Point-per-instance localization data
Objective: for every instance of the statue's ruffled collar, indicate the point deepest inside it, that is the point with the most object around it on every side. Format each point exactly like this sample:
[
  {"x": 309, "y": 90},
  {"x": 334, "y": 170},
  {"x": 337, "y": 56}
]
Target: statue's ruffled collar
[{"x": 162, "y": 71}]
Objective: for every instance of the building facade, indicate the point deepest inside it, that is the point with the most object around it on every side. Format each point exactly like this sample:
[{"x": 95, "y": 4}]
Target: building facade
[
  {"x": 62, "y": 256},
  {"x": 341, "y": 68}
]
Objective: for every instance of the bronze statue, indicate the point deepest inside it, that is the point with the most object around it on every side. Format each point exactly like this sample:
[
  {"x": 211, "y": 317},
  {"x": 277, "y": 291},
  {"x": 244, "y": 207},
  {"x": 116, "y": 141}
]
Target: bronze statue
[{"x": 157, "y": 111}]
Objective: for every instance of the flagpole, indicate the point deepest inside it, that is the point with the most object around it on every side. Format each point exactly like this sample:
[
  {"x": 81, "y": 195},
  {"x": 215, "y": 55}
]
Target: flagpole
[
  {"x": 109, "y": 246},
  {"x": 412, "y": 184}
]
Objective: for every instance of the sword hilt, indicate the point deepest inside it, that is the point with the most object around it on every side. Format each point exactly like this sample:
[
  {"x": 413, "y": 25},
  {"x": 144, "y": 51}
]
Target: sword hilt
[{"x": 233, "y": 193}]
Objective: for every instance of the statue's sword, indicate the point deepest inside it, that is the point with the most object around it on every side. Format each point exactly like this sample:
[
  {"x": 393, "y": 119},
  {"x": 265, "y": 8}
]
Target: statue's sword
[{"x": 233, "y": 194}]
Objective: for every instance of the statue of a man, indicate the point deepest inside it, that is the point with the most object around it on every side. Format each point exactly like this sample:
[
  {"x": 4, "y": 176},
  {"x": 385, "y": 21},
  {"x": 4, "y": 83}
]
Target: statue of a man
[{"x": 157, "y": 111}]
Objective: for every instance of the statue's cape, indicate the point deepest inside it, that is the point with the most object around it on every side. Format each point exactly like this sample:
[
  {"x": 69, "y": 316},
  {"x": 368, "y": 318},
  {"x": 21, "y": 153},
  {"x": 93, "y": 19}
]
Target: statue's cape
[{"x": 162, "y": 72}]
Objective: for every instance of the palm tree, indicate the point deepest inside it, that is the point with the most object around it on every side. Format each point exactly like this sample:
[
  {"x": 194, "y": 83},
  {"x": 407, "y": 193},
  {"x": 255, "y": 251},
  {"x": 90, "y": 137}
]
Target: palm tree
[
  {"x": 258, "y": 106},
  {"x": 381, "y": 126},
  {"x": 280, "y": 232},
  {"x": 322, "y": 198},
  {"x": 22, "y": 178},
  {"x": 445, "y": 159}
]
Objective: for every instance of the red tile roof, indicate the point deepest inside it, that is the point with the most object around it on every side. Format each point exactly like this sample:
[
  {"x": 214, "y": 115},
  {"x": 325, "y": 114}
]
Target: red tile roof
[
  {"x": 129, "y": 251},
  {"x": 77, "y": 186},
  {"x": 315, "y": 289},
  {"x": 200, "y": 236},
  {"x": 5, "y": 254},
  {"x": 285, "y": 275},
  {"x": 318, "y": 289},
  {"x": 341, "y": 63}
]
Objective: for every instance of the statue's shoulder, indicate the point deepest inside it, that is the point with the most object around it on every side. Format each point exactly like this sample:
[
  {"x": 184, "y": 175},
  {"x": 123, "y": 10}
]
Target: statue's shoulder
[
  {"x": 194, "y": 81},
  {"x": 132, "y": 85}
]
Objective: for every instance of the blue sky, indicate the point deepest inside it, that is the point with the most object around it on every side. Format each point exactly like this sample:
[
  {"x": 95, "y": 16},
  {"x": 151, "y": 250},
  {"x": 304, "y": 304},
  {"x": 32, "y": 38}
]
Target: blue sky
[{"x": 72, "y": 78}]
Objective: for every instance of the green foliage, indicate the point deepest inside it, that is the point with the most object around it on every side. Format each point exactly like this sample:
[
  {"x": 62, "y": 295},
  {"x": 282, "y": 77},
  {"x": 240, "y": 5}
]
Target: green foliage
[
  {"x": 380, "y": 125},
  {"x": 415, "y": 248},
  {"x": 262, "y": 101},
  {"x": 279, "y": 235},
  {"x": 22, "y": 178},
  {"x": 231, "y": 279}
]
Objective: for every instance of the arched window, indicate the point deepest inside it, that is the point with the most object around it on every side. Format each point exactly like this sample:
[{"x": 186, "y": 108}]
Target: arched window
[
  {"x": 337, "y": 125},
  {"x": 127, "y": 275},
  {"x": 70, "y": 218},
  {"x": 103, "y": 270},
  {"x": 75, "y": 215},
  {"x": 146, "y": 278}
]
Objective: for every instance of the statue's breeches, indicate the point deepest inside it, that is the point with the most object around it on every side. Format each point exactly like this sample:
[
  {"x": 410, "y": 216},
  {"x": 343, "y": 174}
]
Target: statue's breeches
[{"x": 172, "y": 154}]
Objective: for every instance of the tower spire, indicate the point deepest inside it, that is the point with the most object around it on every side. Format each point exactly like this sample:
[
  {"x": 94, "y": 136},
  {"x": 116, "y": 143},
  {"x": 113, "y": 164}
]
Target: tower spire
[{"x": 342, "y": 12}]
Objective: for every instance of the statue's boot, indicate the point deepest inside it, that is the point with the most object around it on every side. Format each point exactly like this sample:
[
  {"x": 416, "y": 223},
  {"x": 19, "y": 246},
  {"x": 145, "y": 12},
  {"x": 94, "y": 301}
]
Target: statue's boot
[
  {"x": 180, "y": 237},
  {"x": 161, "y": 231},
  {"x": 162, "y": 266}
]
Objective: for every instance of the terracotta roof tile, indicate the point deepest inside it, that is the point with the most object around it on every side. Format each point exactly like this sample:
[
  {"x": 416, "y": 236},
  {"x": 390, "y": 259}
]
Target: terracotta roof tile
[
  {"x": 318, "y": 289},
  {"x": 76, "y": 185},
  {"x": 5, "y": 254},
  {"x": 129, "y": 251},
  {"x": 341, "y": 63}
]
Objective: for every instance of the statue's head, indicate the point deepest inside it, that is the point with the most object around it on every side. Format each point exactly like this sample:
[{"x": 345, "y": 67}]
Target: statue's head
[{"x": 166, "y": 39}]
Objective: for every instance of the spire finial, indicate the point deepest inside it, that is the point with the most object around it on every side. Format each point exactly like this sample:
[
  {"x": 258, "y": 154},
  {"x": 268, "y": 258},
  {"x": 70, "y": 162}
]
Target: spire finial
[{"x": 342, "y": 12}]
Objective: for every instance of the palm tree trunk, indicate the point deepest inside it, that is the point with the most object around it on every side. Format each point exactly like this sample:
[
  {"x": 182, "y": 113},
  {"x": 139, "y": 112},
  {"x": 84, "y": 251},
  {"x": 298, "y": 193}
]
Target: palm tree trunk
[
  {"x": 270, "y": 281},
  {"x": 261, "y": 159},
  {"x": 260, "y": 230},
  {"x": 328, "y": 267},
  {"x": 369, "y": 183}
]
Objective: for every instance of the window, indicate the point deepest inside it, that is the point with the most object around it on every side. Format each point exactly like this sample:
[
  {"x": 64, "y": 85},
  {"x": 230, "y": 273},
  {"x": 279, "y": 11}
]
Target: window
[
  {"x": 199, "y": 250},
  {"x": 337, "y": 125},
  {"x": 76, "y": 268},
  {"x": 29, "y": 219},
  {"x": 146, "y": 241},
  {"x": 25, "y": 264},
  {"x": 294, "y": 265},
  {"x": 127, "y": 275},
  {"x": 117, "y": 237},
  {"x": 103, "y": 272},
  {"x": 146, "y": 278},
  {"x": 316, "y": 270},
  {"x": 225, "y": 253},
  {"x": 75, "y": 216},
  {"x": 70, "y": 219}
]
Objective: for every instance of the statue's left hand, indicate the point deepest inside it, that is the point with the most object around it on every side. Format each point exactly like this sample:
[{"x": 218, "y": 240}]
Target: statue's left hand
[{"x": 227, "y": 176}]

● TASK GOAL:
Copy over exactly the lines above from the one with "Target: spire finial" to the last, both included, and no others.

● SOLUTION TO THIS PROBLEM:
Target: spire finial
[{"x": 342, "y": 12}]
Objective: for every instance of the palm tree trunk, indicate the point deepest inside it, that is the point with the most object around it on every side. Format each point exactly like this sample:
[
  {"x": 182, "y": 113},
  {"x": 139, "y": 112},
  {"x": 84, "y": 251},
  {"x": 298, "y": 193}
]
Target: palm tree trunk
[
  {"x": 270, "y": 281},
  {"x": 261, "y": 159},
  {"x": 260, "y": 230},
  {"x": 328, "y": 267},
  {"x": 369, "y": 183}
]
Objective: for every instance of the window, indicate the point deepest inside it, that is the point with the most object around it on every side. Format each point exactly like this sample:
[
  {"x": 64, "y": 85},
  {"x": 230, "y": 273},
  {"x": 279, "y": 11}
]
Target: window
[
  {"x": 199, "y": 250},
  {"x": 337, "y": 125},
  {"x": 76, "y": 268},
  {"x": 29, "y": 219},
  {"x": 146, "y": 241},
  {"x": 25, "y": 264},
  {"x": 294, "y": 265},
  {"x": 127, "y": 275},
  {"x": 117, "y": 237},
  {"x": 103, "y": 272},
  {"x": 146, "y": 278},
  {"x": 316, "y": 270},
  {"x": 225, "y": 253},
  {"x": 75, "y": 216},
  {"x": 70, "y": 219}
]
Objective: for every instance of the statue's left hand, indicate the point deepest inside it, that is the point with the most object around it on every side. Format each point exactly like this sample:
[{"x": 218, "y": 240}]
Target: statue's left hand
[{"x": 227, "y": 176}]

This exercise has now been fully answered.